[WORK INSTRUCTIONS] Copy every line of the material below that contains the string "stem". Matching is case-sensitive.

◇ ◇ ◇ ◇

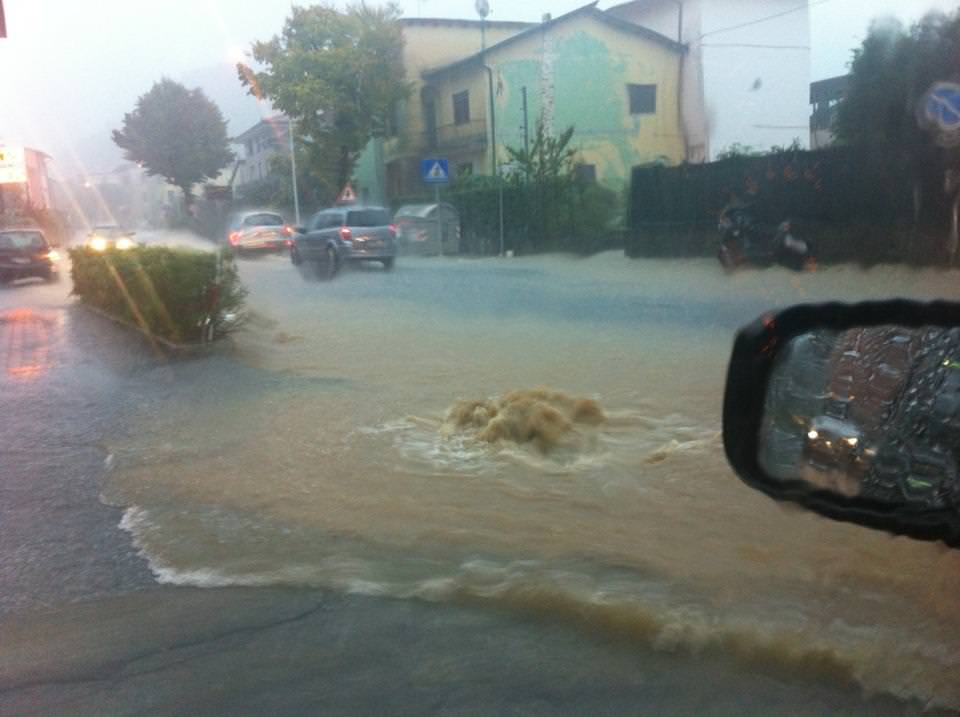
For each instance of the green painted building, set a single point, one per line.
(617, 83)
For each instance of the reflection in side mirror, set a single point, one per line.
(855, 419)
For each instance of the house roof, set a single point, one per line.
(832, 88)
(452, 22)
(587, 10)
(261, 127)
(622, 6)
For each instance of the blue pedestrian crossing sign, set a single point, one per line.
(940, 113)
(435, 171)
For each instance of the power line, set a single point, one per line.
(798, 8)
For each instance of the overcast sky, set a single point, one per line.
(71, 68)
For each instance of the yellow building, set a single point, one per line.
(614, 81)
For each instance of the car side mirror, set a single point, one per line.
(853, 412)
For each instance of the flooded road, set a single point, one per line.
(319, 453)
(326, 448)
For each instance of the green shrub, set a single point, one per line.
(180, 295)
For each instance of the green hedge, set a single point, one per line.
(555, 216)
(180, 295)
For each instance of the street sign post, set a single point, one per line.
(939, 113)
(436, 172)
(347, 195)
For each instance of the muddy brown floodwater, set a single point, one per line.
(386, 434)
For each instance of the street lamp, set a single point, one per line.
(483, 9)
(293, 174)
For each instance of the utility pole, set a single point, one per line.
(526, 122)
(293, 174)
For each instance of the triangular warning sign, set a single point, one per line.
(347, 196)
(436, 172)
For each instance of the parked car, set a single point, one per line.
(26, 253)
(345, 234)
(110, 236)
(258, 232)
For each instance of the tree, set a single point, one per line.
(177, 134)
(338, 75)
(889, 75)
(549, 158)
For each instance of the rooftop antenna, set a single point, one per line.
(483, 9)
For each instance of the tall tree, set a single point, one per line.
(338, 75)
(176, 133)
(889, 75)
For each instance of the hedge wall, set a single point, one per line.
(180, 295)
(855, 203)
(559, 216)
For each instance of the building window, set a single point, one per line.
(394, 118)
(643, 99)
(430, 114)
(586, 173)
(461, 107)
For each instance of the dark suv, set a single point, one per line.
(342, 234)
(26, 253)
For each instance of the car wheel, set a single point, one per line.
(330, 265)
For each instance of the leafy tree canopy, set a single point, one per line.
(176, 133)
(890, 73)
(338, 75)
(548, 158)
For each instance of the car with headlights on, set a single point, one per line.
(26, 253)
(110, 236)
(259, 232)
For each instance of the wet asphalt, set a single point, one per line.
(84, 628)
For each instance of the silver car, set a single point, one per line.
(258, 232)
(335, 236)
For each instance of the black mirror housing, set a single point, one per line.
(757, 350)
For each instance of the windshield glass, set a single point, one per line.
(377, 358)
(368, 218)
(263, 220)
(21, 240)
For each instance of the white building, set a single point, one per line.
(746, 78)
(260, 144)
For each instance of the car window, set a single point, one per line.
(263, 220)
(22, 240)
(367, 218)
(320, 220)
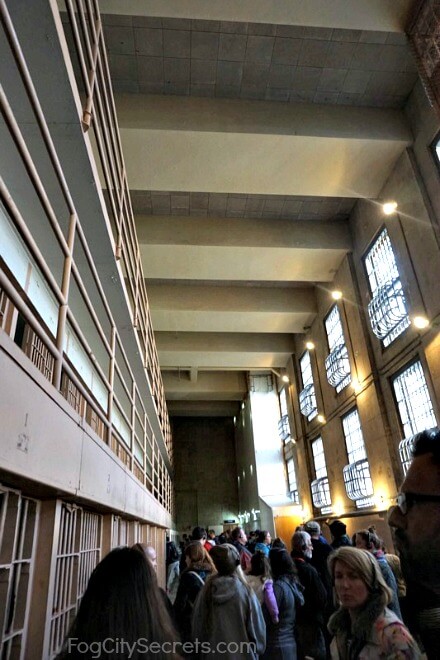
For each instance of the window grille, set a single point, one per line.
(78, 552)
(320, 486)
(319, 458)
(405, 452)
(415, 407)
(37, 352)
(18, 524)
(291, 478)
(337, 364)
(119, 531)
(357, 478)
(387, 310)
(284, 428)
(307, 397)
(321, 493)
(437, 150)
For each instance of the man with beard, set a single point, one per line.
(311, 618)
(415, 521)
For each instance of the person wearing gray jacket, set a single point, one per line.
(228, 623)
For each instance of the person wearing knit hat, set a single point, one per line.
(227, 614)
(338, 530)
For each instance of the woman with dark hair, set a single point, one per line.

◇ ◇ ◇ ◇

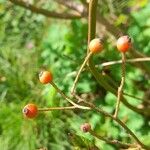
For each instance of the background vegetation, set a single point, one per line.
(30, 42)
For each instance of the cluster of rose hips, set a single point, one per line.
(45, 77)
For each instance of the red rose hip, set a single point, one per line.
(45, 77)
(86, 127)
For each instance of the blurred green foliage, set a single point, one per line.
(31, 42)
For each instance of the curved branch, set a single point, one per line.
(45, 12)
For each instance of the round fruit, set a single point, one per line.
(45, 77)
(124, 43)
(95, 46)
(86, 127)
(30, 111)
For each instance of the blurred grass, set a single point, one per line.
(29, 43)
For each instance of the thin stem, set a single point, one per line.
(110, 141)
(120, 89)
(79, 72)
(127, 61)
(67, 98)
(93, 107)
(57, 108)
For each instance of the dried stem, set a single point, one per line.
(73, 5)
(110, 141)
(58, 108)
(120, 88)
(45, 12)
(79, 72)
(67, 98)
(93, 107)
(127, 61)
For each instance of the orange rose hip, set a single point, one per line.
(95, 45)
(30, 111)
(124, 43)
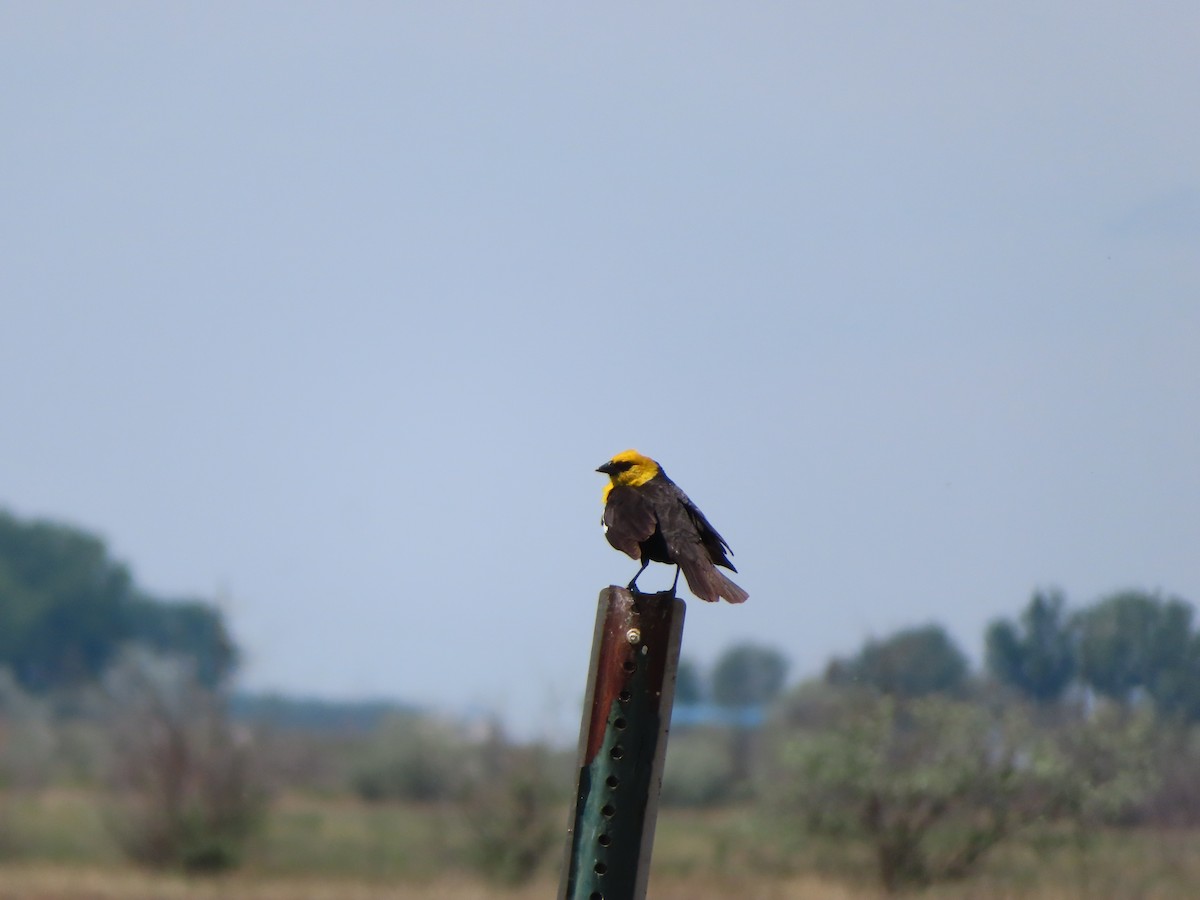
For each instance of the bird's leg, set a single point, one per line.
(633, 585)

◇ ◇ ◇ ◇

[THE ANSWER]
For each instance of the thin stem, set a single point, one per line.
For each instance of the dried stem, set a single point, one per line.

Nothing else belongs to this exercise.